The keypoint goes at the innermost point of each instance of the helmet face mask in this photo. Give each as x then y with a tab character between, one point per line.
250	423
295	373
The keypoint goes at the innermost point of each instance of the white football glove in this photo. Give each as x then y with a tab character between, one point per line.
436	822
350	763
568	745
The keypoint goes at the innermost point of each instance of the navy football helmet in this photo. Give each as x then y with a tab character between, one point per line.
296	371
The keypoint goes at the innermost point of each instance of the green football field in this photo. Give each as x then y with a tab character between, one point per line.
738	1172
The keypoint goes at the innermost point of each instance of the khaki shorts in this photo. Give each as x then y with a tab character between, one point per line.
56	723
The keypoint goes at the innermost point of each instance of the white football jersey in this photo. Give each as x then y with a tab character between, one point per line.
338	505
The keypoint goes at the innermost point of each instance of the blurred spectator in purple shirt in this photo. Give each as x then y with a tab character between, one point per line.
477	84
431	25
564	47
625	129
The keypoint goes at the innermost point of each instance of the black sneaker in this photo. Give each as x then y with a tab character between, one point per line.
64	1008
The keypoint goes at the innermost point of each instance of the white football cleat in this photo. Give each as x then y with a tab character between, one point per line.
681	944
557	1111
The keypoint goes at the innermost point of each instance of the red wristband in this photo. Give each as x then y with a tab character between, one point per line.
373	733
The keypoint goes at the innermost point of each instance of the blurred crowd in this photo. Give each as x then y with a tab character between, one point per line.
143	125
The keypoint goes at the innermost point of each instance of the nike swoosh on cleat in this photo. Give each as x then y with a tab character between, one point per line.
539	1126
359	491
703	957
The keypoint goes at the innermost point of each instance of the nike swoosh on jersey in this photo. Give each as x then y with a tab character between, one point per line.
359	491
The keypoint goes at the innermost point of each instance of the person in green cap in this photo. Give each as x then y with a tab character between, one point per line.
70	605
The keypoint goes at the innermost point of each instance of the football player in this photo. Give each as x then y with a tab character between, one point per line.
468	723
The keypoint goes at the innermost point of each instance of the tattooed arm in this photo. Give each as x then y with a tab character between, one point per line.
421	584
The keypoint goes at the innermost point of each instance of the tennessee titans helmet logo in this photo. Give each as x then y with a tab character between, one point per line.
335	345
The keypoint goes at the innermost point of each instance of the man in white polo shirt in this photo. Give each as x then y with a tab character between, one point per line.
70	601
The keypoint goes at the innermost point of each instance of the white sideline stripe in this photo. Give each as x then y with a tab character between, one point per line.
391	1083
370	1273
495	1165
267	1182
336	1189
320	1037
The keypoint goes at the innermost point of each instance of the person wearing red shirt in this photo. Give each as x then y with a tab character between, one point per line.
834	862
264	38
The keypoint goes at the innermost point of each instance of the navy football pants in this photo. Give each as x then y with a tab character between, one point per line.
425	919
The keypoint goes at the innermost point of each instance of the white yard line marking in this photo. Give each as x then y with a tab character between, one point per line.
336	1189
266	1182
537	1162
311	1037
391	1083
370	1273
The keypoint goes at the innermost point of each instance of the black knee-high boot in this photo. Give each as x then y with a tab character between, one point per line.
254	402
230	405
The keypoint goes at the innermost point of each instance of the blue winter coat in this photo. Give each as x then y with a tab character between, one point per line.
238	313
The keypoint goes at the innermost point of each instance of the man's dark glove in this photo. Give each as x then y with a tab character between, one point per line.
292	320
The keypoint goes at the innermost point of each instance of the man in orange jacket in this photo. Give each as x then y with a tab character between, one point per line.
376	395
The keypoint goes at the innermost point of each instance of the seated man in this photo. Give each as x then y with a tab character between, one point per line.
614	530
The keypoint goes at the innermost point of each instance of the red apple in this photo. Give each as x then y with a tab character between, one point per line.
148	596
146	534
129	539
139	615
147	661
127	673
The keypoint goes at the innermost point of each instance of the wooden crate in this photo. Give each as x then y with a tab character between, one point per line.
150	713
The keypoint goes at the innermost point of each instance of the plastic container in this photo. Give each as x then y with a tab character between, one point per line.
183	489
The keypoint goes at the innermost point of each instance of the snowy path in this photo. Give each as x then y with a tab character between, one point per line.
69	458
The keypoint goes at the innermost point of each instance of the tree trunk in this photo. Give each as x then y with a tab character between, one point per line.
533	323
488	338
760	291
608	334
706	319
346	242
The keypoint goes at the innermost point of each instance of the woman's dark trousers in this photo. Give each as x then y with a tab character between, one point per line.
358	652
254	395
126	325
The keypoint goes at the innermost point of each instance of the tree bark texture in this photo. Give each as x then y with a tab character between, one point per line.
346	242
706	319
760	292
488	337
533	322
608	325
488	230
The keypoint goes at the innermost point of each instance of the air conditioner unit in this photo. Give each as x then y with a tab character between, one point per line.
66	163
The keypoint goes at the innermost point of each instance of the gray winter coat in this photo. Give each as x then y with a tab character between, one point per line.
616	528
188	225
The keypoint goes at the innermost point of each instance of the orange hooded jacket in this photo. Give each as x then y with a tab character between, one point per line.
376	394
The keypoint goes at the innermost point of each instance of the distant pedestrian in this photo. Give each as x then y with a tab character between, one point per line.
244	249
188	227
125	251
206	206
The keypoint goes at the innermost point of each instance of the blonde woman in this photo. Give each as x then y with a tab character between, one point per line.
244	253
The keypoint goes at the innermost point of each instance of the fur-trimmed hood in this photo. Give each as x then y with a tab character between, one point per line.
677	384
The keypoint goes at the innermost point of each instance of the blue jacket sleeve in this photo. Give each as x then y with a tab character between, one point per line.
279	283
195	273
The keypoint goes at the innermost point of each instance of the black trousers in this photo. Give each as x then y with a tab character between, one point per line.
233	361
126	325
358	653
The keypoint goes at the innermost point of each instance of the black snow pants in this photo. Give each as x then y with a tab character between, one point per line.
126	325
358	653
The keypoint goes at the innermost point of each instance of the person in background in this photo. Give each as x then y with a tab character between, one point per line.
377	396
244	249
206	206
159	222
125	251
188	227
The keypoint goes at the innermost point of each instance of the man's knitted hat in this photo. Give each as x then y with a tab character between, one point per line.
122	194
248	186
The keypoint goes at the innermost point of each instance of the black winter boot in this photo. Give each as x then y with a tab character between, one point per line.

———

:: What to do ::
All lines from the records above should be copied exactly.

:: Exercise output ::
The keypoint goes at the innermost point of each instance of the helmet face mask in this photo. Give each as x then y with a tab character between, one point per line.
250	423
295	373
The keypoint goes at the innermost point of each instance of the white football glove in this photo. Give each as x then y with a tab character between, one point per line.
436	822
350	763
568	745
The keypoint goes at the innermost point of each instance of the navy football helmet in this photo. Give each as x then y with a tab character between, one point per line.
296	371
The keypoint goes at the innermost point of each instance of the green football field in this photo. Give each as x then y with a tab character between, one point per line.
738	1172
The keypoint goes at the innermost point of each instance of the khaki shorts in this photo. Give each as x then y with a tab character between, one point per line.
56	723
The keypoint goes at the innermost point of each instance of the white football jersey in this photo. Give each as x then y with a tab character between, one point per line.
338	505
The keypoint goes at the innermost point of each instance of the blurred spectator in purple shirt in this photo. Give each as x then y with a tab character between, one point per line.
477	84
431	25
564	47
625	129
The keypoint goes at the innermost point of each instance of the black sneaker in this photo. Give each as x then y with a tab character between, one point per line.
64	1008
The keypoint goes at the innermost point of each instance of the white football cleat in this photo. Give each as x then y with a tab character between, one point per line.
681	944
557	1111
The keypoint goes at the innermost point of each instance of the red wristband in this photo. Give each as x then y with a tab character between, one point per line.
373	733
The keypoint goes at the innermost point of each instance of the blurred crowd in this photo. Give each as x then y with a tab character between, one point per line.
143	125
The keypoint goes at the innermost point of each instance of the nike swoosh on cleat in this photo. Give each as x then y with a tab character between, one point per line.
539	1126
359	491
703	957
The keypoint goes at the innermost point of each instance of the nike swoosh on jersey in this photo. Give each as x then y with a tab character between, one point per line.
359	491
The keypoint goes at the innermost point of each instance of the person in green cap in this photo. Give each as x then y with a tab character between, one point per line.
70	605
The keypoint goes at the innermost point of each instance of the football player in this photo. Give each as x then y with a tab character between, one point per line.
468	723
The keypoint goes at the innermost point of each instance of the tattooed arm in this photo. Give each as x then y with a tab character between, one point per line.
421	584
The keypoint goes at the innermost point of each instance of the tennessee titans helmet logo in this photo. Give each as x then y with a tab character between, one point per line.
335	345
The keypoint goes at the innermost point of each instance of the man in white polo shirt in this photo. Give each as x then y with a tab character between, one point per line.
70	601
The keypoint goes at the innermost point of each instance of the white sideline stripe in this photo. Give each as x then y with a tab character between, one point per line.
391	1083
370	1273
495	1165
267	1182
336	1189
320	1037
The keypoint goes at the innermost point of each instance of the person wearing red shirt in this photo. Give each as x then y with a tab character between, one point per line.
834	862
264	38
The keypoint goes at the innermost point of each instance of the navy football pants in this photo. Give each as x then y with a tab character between, one point per line.
425	919
The keypoint goes at the innermost point of each instance of the white yard line marking in this photo. Give each as x then y with a tab character between, one point per line.
336	1189
266	1182
537	1162
311	1037
391	1083
370	1273
The keypoint goes at the innermost point of each instance of the black knee-high boot in this photo. Give each as x then y with a tab character between, one point per line.
254	402
230	405
The keypoint goes at the innermost point of each instance of the blue winter coat in this photo. Give each as x then y with a tab character between, one point per line.
238	313
The keypoint goes at the innermost point of each instance of the man's dark glove in this photo. Give each as x then y with a tab character between, one point per line.
292	320
The keypoint goes at the innermost point of each instance of the man in orange jacket in this photo. Give each as x then y with a tab character between, one point per line.
376	395
The keypoint goes at the innermost point of each instance of the seated man in this photo. Give each as x then y with a tab character between, one point per line.
614	530
The keypoint goes at the innermost point of each instance of the red apple in this photo. Give each as x then y with a tab character between, one point per line.
148	596
146	534
129	539
139	615
147	661
127	673
The keypoint goes at the innermost point of each instance of the wooden crate in this photo. Give each as x then y with a tab character between, one point per line.
150	713
The keypoint goes at the innermost point of each instance of the plastic container in this photo. Give each as x then y with a tab character between, one point per line.
183	489
The keypoint goes at the innermost point of each instance of the snowy path in this photo. Give each as x then y with a tab character between, one point per line.
69	458
The keypoint goes at the innermost point of each instance of the tree trunk in this photo. Give each as x then y with a tab character between, one point per line.
533	323
488	338
760	291
608	334
706	319
346	242
The keypoint goes at the innermost point of each instance of the woman's dark trousers in this photo. Give each as x then y with a tab character between, one point per line.
358	652
254	395
126	325
The keypoint goes at the innermost point of each instance of the tree bark texture in this photo. Give each as x then y with a tab character between, one point per line.
346	242
706	319
760	292
488	337
533	322
608	325
488	230
The keypoint goes at the innermost point of each instance of the air conditioner unit in this photo. Give each as x then y with a tab character between, one point per line.
66	163
The keypoint goes at the innermost point of each instance of the gray winter coat in this photo. Give each as x then y with a tab character between, one point per line.
616	528
188	225
The keypoint goes at the innermost point of each instance of the orange hooded jacket in this photo. Give each as x then y with a tab character between, one point per line.
376	394
The keypoint goes at the innermost point of each instance of the distant pedestrian in this photo. Give each as x then y with a tab character between, one point per line.
244	249
188	227
125	251
206	206
The keypoint goes at the innermost point of each instance of the blonde woman in this photo. Give each as x then y with a tab character between, one point per line.
244	253
The keypoint goes at the innermost point of each instance of the fur-trimmed hood in this photo. Give each as x then y with a tab character between, one point per line.
677	384
The keypoint goes at the innermost point of each instance of the blue jacket sleeve in this photo. Give each as x then y with a tab character between, one point per line.
279	283
195	273
The keypoint goes at the innermost point of each instance of the black trousers in this photo. Give each as x then y with a tab character between, one point per line.
233	361
126	325
358	653
The keypoint goes at the innermost point of each instance of the black snow pants in this photo. Give each as x then y with a tab character between, one point per line.
126	325
358	653
The keypoint goes at the innermost point of each instance of the person in background in this photo. Give each as x then y with a tab character between, one point per line.
377	396
244	249
206	206
159	222
125	251
188	227
The keypoint goes at the innermost point of each instance of the man's knitted hat in this photo. Give each as x then y with a tab character between, one point per line.
122	194
248	186
The keypoint goes at the innermost point of each instance of the black winter boot in this photo. Give each as x then y with a tab character between, one point per line.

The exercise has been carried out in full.